SOURCE MATERIAL
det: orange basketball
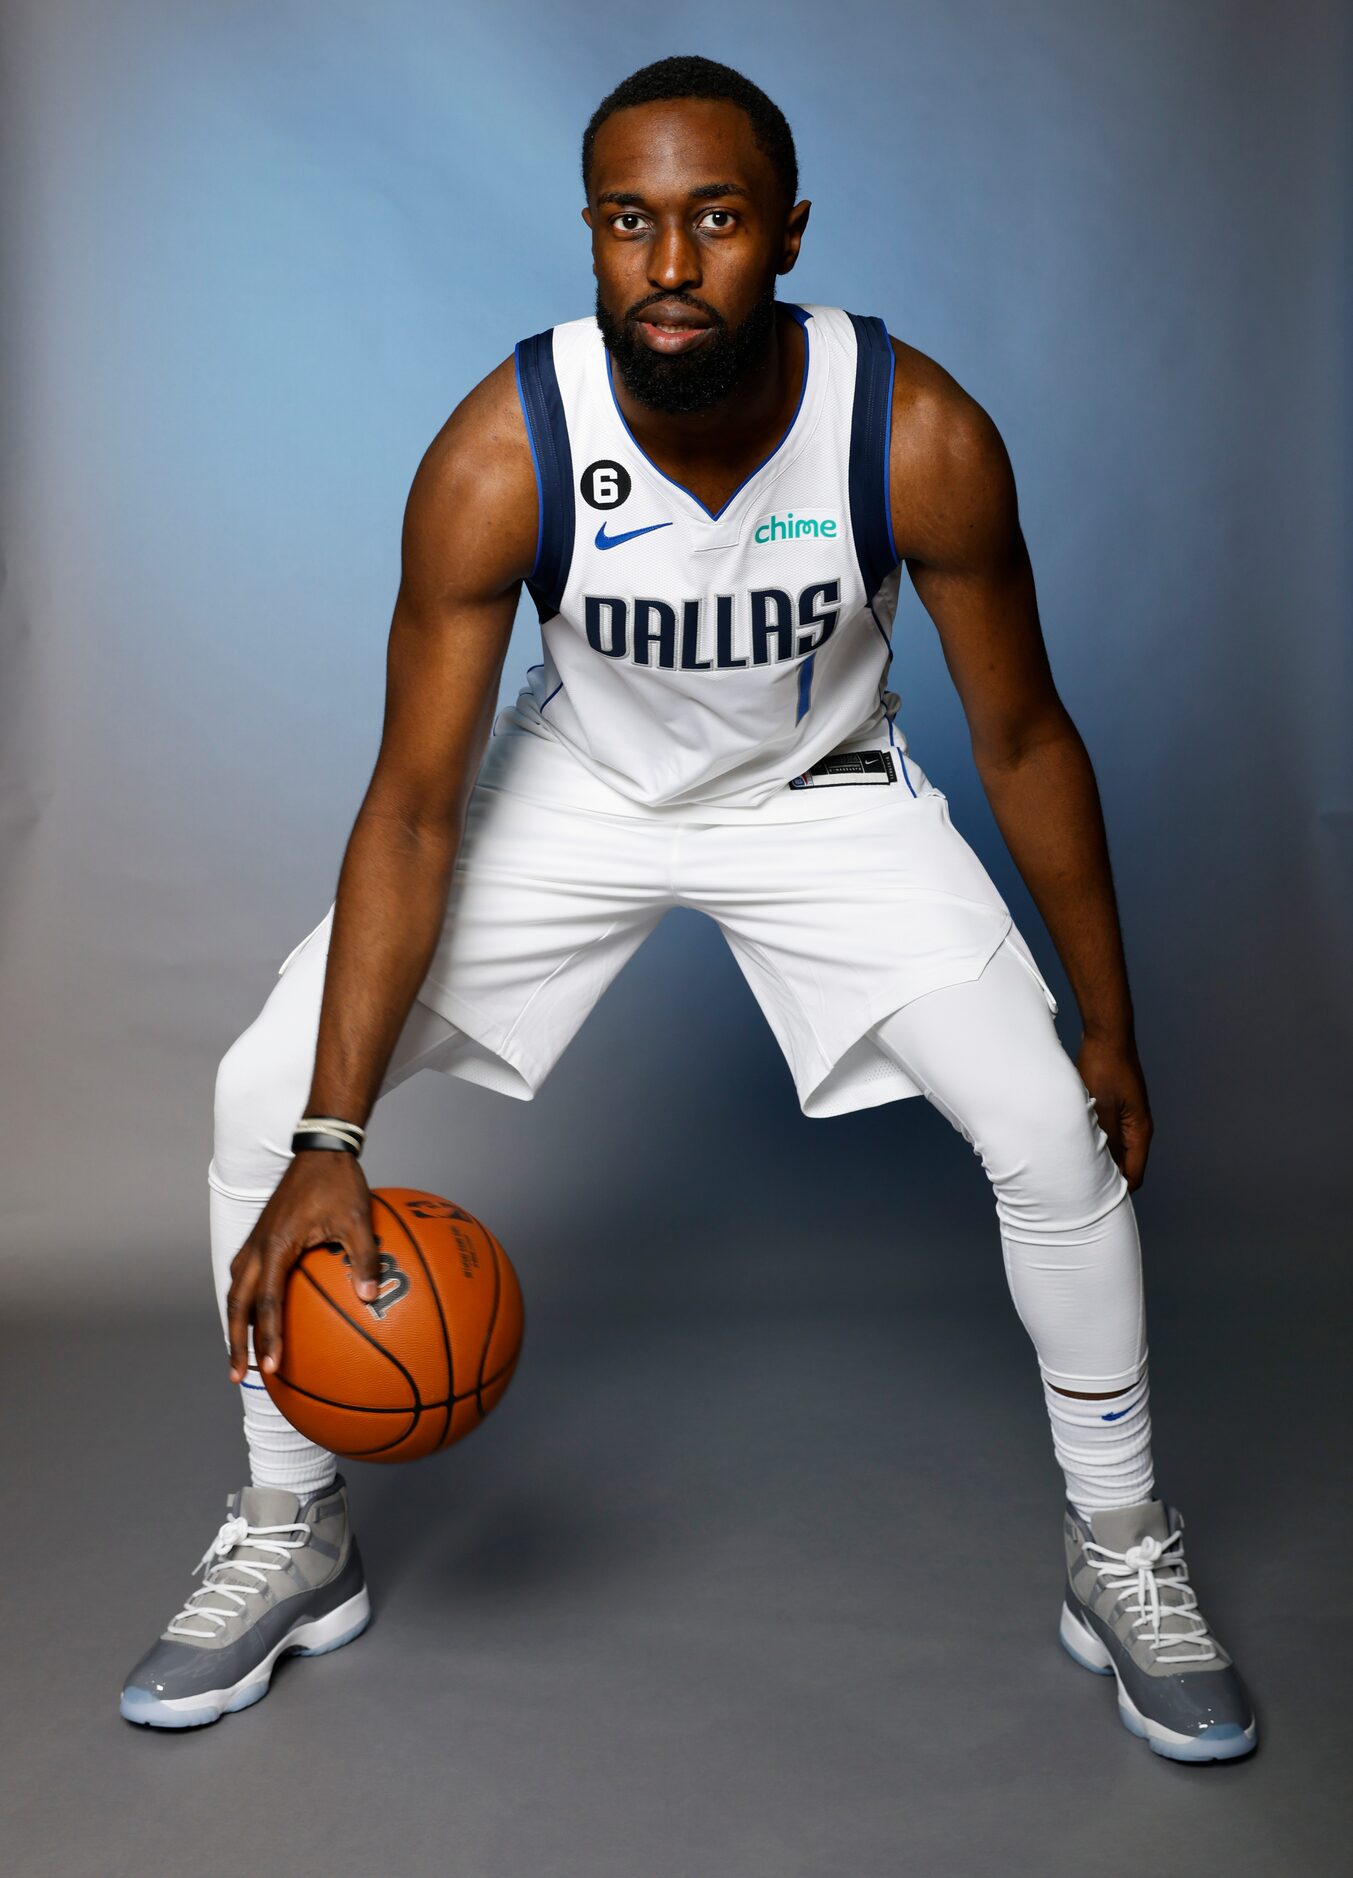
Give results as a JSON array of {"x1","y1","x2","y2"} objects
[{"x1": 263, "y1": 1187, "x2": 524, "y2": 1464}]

* * *

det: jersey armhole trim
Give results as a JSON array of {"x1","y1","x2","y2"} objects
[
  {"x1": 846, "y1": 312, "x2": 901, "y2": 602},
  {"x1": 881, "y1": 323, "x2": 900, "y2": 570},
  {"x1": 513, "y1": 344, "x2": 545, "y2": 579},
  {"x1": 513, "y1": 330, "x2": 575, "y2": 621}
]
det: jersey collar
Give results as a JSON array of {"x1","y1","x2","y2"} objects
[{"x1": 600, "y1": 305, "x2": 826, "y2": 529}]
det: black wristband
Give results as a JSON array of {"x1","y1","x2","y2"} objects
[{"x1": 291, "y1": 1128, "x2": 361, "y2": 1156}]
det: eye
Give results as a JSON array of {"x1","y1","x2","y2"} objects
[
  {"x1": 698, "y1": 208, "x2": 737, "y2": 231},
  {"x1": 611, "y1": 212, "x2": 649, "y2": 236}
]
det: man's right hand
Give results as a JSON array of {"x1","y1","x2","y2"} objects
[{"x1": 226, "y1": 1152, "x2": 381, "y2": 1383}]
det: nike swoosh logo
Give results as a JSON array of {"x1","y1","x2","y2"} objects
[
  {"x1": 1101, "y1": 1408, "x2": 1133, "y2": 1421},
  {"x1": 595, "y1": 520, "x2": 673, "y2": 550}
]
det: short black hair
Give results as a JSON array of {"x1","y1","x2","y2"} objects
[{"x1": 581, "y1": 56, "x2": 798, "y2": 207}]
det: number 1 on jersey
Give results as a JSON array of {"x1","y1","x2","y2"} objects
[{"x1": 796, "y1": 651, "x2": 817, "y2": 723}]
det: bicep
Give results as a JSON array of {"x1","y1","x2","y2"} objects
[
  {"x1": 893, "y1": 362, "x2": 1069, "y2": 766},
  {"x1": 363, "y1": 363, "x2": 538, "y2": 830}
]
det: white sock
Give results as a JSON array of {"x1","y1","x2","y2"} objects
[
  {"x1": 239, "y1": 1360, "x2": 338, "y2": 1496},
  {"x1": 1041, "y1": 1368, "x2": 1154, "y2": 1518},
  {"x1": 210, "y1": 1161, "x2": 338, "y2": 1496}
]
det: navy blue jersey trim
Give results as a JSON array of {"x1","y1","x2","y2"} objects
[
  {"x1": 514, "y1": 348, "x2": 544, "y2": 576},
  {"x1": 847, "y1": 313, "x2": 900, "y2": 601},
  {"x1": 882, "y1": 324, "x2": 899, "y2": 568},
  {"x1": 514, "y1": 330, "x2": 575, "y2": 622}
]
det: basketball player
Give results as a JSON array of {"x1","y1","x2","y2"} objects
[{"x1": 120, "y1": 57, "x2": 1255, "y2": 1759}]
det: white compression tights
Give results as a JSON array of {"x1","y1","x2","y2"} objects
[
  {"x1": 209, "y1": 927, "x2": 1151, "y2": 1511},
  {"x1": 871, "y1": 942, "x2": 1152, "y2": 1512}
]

WHAT THE TASK ASKS
Nothing but a number belongs in the answer: the number of lines above that contain "black".

SOLUTION BELOW
2